**Gezeigte Textstelle**
----------------
13.4 Simpsons Paradox

Bei der Berechnung von bedingten Mittelwerten (oder auch bedingten Anteilen) kann es zu einem scheinbaren Paradox kommen, wenn die Population nach zwei Variablen untergliedert wird (z.B. nach dem Geschlecht und dem Beruf). Im Gegensatz zu der Abbildung rechts ist das Simpson-Paradox jedoch nicht wirklich ein Paradox, sondern lässt sich mit etwas Überlegung erklären. Das Simpson-Paradox lässt sich am besten anhand eines Beispiels verstehen. Wir starten mit einem Beispiel, das auf künstlich erzeugten fiktiven Daten beruht. Zunächst laden wir den Datensatz und speichern ihn als Objekt X.

X <- read.csv("../data/simpson1.csv")

Der Datensatz enthält Angaben zum Geschlecht (geschlecht mit den zwei Ausprägungen M=männlich, F=weiblich), zum ausgeübten Beruf (beruf mit den Ausprägungen A oder B) und zum Lohn von 5000 Personen. Wir untersuchen nun, wie hoch der Durchschnittslohn der Männer und der Frauen ist. Dazu berechnen wir die bedingten Mittelwerte (gegeben das Geschlecht) mit Hilfe der Befehle group_by und summarise.

X %>% 
    group_by(geschlecht) %>% 
    summarise(dlohn = mean(lohn))
# A tibble: 2 × 2
  geschlecht dlohn
  <chr>      <dbl>
1 F          2483.
2 M          3246.

Offenbar verdienen in diesem Datensatz die Frauen im Durchschnitt erheblich weniger als die Männer.

Nun untersuchen wir die Durchschnittslöhne von Männern und Frauen in den beiden Berufen getrennt voneinander, d.h. als Bedingung werden nun sowohl das Geschlecht als auch der Beruf gesetzt, es gibt also nun vier bedingte Mittelwerte.

X %>% 
    group_by(beruf, geschlecht) %>% 
    summarise(dlohn = mean(lohn),
              .groups="drop")
# A tibble: 4 × 3
  beruf geschlecht dlohn
  <chr> <chr>      <dbl>
1 A     F          1000.
2 A     M           496.
3 B     F          5991.
4 B     M          3994.

Ein technischer Hinweis: Die Option .groups="drop" ist nicht unbedingt notwendig. Wenn sie entfällt, wird ein Dataframe als Output erzeugt, der nach der Variable beruf gruppiert ist. Da der Dataframe hier aber nur für die Darstellung des Output dient, brauchen wir diese Gruppierung nicht.
----------------
**Quellenauszug**
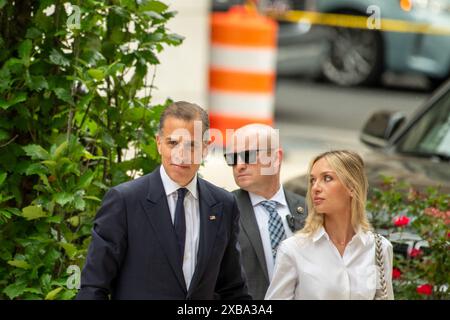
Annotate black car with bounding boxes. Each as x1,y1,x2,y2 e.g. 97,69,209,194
285,81,450,195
----------------
**Aufgabenstellung**
Gib bitte im Text zum Simpson-Paradox alles von „Ein technischer Hinweis: Die“ bis hinunter zu „diese Gruppierung nicht.“ wortgetreu aus.

**Lösung der Aufgabe**
Ein technischer Hinweis: Die Option .groups="drop" ist nicht unbedingt notwendig. Wenn sie entfällt, wird ein Dataframe als Output erzeugt, der nach der Variable beruf gruppiert ist. Da der Dataframe hier aber nur für die Darstellung des Output dient, brauchen wir diese Gruppierung nicht.